* [What is asked]
Find each line in the data below that contains the word "structure", and copy those lines out.
----- Data extract
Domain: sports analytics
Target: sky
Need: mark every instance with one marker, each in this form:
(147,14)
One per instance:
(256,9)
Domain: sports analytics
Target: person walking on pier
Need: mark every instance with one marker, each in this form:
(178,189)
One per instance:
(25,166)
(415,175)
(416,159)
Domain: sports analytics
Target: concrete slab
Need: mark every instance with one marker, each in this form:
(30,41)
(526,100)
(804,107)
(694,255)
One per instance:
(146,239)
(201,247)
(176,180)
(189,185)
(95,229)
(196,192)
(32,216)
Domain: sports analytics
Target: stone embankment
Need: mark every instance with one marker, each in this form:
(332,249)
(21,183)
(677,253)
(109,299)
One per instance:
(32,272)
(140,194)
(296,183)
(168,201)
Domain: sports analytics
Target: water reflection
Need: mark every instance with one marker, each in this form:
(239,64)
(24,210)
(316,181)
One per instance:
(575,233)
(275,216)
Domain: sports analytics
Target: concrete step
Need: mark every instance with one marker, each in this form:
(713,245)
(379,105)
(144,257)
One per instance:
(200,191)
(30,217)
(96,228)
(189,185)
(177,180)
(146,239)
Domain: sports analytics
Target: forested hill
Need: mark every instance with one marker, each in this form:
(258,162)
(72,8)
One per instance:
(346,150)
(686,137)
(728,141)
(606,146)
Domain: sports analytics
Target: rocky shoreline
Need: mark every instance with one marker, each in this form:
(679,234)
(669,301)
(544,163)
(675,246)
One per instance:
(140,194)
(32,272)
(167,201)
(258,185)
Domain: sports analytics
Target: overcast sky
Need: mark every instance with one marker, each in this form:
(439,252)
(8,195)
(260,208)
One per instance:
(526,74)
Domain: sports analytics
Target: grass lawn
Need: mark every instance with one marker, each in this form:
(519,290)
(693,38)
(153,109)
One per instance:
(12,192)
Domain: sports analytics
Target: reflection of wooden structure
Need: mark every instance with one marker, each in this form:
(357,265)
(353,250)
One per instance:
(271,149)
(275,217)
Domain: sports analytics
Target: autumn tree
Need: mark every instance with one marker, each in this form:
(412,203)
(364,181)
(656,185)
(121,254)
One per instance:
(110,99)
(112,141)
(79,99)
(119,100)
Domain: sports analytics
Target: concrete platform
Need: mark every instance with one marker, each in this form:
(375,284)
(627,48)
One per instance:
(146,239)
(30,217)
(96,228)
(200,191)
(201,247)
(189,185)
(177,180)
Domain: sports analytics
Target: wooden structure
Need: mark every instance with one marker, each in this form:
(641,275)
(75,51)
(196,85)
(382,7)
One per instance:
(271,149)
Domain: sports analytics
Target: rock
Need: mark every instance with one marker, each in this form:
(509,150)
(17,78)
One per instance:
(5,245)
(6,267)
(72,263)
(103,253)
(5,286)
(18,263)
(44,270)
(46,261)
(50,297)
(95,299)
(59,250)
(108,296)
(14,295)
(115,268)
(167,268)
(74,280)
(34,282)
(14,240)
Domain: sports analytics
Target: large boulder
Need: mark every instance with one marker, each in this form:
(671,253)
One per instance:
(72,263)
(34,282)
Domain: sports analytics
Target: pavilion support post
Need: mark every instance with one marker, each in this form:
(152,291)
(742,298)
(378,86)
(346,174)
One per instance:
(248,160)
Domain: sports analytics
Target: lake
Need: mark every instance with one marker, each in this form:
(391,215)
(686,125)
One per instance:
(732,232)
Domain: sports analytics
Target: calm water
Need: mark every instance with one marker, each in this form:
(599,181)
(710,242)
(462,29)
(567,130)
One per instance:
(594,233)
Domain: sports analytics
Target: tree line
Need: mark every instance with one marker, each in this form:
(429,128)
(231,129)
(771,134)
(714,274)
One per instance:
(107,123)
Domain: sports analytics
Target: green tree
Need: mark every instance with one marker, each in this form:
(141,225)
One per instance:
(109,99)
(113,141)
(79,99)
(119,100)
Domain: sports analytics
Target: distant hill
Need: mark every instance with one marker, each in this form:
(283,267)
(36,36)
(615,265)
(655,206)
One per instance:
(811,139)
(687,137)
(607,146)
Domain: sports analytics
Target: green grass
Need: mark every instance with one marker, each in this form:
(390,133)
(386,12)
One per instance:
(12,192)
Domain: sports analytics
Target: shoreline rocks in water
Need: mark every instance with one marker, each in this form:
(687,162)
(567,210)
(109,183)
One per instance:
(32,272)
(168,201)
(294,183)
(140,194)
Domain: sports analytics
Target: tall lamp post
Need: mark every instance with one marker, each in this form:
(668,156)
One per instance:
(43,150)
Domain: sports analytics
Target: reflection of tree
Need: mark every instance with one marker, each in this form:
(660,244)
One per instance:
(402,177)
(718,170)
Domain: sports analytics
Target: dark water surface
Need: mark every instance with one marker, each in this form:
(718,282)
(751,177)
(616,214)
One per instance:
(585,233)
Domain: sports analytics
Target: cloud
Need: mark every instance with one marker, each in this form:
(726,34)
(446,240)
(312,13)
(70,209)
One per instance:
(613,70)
----------
----- Data extract
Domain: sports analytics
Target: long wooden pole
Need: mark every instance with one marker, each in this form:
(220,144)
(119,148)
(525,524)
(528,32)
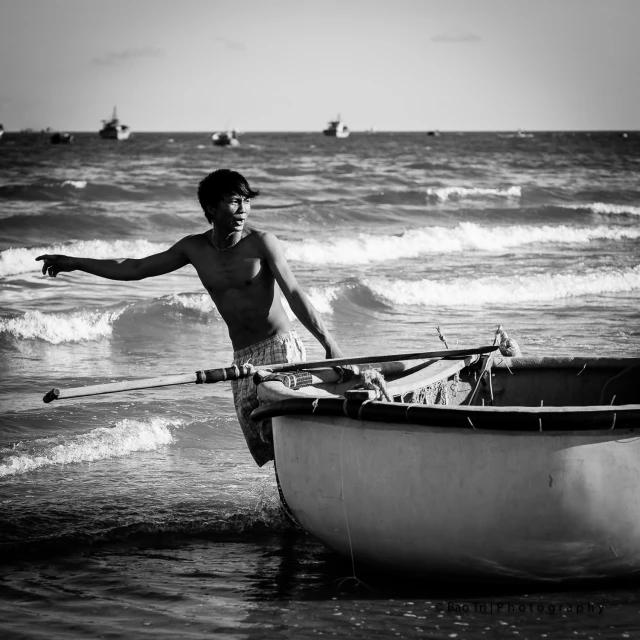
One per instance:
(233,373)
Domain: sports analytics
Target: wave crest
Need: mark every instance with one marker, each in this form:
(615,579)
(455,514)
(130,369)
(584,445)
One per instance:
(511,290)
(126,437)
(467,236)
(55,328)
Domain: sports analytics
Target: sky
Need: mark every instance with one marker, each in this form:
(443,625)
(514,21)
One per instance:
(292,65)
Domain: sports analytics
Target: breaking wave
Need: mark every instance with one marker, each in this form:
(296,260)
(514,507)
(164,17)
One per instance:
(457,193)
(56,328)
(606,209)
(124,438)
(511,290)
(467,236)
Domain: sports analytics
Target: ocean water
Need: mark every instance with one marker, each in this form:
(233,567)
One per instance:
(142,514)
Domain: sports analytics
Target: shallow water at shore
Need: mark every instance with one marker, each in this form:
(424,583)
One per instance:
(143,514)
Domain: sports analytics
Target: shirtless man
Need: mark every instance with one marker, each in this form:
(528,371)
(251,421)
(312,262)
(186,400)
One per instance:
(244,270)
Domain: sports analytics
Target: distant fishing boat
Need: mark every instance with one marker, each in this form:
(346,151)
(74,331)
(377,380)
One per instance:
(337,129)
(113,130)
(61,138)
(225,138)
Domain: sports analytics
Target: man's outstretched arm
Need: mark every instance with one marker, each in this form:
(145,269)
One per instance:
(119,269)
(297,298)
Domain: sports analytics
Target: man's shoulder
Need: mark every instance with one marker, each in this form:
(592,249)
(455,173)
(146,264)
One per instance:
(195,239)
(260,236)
----------
* [Solution for this problem]
Target: reflection of wooden structure
Target: wooden structure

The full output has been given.